> EXERCISE:
Retype, word for word, the stretch of the passage below on Protestant scholasticism from "The Founding Fathers" to "of philosophic thought.".

> PROVIDED PASSAGE:

◇ ◇ ◇ ◇ ◇

The Founding Fathers of our republic, then, were educated according to the academic traditions which had been formulated in the earlier Middle Ages by Boethius, sometimes hailed as the father of Scholasticism, developed under St. Anselm in the eleventh century, reaching their culmination in the mind of Aquinas and the group contemporary with him in 
the thirteenth century when there came the conciliation of Scholastic doctrines with Aristotle, thus welding together the whole course of philosophic thought. 

Walsh rather underplays the fact that he is dealing with a Protestant scholasticism, one that (to a Catholic eye at least) is less firmly rooted in Aristotle and philosophic reasoning about human nature and more based on a foundation of axiomatic truths derived from revelation. (The general history of Protestant scholasticism, particularly in ethics, and a positive re-evaluation of its worth can be found here.)  As a standard work on ethics of this kind (quoted in Walsh, p.198) had it:

As we are reasonable creatures and obliged as such to yield unto God, the author of our 
beings, a reasonable service, it may be of very good use for us as far as it will go, with an implicit submission to Him for the rest, to exercise our reason upon these great and important subjects...As our reason in these things is, at best, but very dark and weak it is of the greatest importance to us that we diligently study the holy oracles in which we have the sublimest and most advantageous instructions and incentives to practice with regard to these matters 
which are of the utmost importance to our true and everlasting happiness.

◇ ◇ ◇ ◇ ◇

> GIVEN RECORDS:
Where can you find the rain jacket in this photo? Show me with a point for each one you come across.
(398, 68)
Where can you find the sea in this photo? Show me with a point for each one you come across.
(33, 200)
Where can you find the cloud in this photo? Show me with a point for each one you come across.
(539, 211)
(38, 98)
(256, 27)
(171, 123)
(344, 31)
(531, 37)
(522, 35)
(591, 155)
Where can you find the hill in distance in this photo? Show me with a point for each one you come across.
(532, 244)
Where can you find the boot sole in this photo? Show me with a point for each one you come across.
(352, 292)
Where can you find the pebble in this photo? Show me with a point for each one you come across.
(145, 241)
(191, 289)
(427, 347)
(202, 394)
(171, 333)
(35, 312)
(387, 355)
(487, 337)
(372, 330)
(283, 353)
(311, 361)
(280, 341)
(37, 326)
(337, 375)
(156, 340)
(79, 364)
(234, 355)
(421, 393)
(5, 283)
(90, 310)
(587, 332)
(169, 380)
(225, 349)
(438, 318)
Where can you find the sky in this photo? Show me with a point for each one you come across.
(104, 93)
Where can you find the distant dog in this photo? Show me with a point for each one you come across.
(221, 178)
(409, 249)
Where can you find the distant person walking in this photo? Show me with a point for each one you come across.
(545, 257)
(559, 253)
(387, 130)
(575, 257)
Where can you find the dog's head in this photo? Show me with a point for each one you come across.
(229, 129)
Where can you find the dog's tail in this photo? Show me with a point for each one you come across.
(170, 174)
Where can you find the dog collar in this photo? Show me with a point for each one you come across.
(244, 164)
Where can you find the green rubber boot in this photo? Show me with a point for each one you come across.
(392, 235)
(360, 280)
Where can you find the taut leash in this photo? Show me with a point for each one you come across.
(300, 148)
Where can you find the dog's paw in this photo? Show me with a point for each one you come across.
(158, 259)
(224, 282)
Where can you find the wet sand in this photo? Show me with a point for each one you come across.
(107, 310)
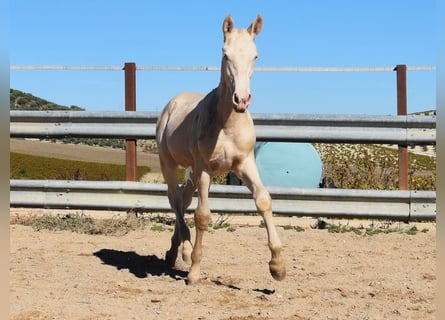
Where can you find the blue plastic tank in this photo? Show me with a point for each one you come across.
(288, 164)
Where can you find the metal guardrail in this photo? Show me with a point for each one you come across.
(405, 130)
(120, 195)
(123, 195)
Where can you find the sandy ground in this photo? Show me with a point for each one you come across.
(63, 275)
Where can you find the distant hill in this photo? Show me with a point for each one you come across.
(19, 100)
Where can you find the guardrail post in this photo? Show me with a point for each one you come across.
(402, 111)
(130, 105)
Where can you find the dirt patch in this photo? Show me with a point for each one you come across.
(62, 275)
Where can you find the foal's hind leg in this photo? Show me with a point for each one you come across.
(179, 204)
(249, 174)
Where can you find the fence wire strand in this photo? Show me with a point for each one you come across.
(215, 68)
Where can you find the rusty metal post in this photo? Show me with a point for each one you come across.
(130, 105)
(402, 111)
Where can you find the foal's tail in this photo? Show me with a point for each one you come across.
(161, 124)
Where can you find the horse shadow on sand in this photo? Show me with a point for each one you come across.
(140, 266)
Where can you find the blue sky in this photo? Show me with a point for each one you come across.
(295, 33)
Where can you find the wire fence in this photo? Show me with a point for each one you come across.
(215, 68)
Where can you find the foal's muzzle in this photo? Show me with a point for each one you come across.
(241, 103)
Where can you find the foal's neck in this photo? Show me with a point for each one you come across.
(224, 105)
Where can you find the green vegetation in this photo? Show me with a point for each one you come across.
(355, 166)
(374, 229)
(19, 100)
(35, 167)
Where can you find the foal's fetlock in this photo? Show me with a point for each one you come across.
(170, 258)
(277, 268)
(187, 249)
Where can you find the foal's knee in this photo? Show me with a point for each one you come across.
(263, 201)
(202, 219)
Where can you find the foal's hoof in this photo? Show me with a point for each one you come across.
(277, 269)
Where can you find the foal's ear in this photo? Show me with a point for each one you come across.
(228, 25)
(255, 28)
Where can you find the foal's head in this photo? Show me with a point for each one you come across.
(239, 55)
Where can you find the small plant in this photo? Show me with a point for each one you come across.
(295, 228)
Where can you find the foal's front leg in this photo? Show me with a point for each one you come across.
(202, 219)
(248, 173)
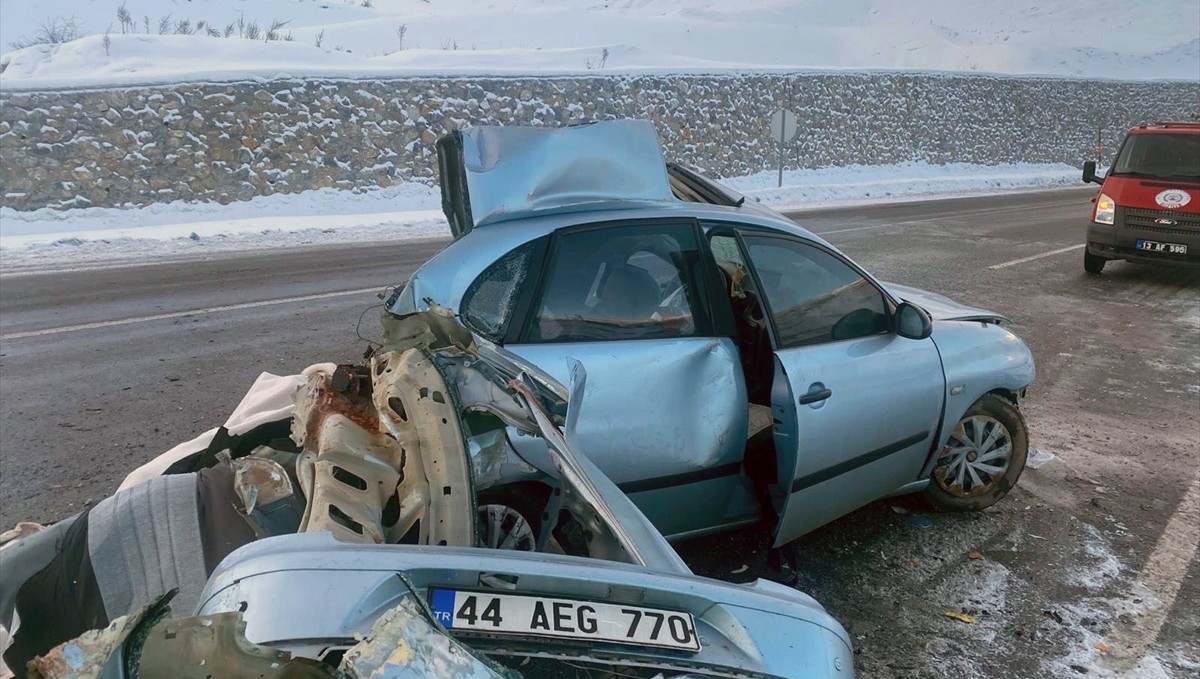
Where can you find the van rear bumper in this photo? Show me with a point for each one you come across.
(1119, 241)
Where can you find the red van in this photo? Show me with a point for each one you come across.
(1149, 206)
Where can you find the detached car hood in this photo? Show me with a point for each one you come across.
(942, 307)
(493, 174)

◇ ◇ ◇ ◇ ◇

> YOUR SOLUTION:
The Founding Fathers of our republic, then, were educated according to the academic traditions which had been formulated in the earlier Middle Ages by Boethius, sometimes hailed as the father of Scholasticism, developed under St. Anselm in the eleventh century, reaching their culmination in the mind of Aquinas and the group contemporary with him in 
the thirteenth century when there came the conciliation of Scholastic doctrines with Aristotle, thus welding together the whole course of philosophic thought.